=== TASK DESCRIPTION ===
Locate each line in the entries below that contains the word "mane", and copy those lines.

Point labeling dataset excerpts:
======

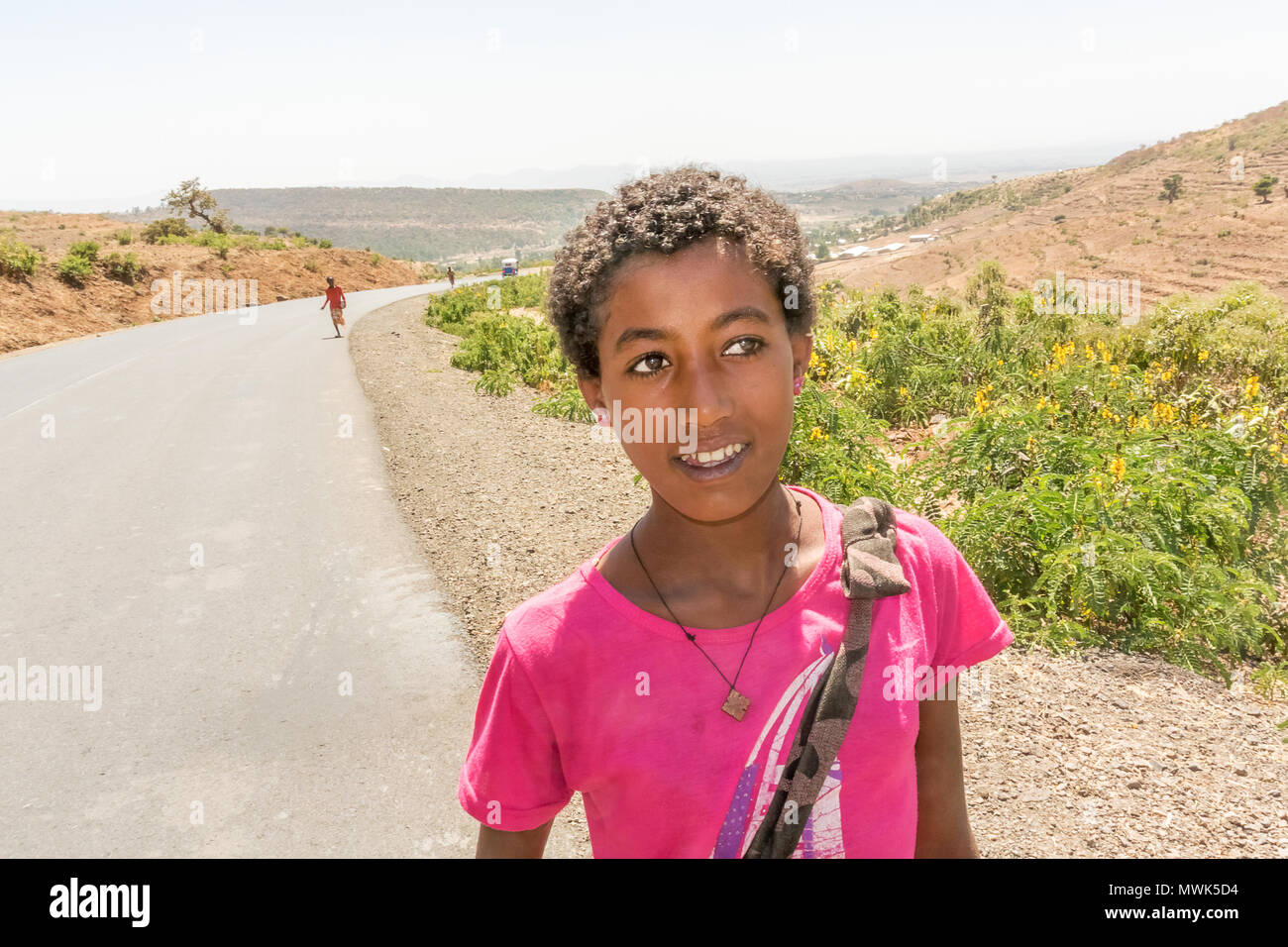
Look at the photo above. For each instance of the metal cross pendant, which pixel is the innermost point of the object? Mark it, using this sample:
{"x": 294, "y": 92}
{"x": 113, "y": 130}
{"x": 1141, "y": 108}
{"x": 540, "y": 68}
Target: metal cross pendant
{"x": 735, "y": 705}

======

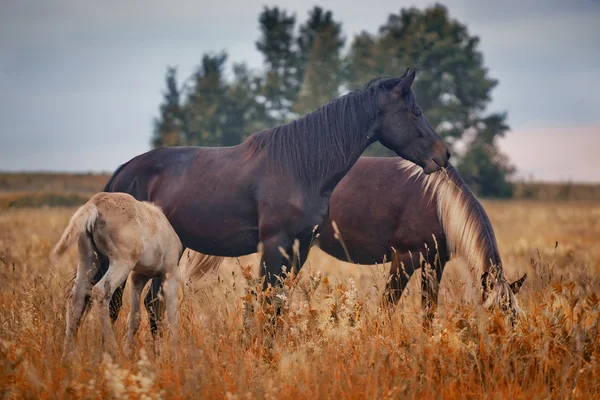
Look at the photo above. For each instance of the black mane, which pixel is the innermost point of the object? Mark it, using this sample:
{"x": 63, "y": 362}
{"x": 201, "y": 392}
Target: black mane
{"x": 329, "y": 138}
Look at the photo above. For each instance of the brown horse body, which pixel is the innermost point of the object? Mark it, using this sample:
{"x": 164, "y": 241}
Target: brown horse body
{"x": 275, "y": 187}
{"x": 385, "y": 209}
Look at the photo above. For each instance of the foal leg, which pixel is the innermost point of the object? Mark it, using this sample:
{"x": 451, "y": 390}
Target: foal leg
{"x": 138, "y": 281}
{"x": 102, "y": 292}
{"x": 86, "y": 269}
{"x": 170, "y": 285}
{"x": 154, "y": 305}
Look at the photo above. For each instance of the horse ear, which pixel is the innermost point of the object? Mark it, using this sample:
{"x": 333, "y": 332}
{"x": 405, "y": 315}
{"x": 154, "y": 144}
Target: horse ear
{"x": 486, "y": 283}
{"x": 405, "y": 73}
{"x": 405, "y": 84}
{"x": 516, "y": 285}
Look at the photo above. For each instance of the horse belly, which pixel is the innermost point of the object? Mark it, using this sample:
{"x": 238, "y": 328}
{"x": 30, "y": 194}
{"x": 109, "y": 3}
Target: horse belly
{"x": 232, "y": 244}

======

=== COMPLETE RESPONSE ===
Look at the photo above. For each instance of the black mane, which pixel is the innermost point of the object? Mark it, using this sample:
Target: black mane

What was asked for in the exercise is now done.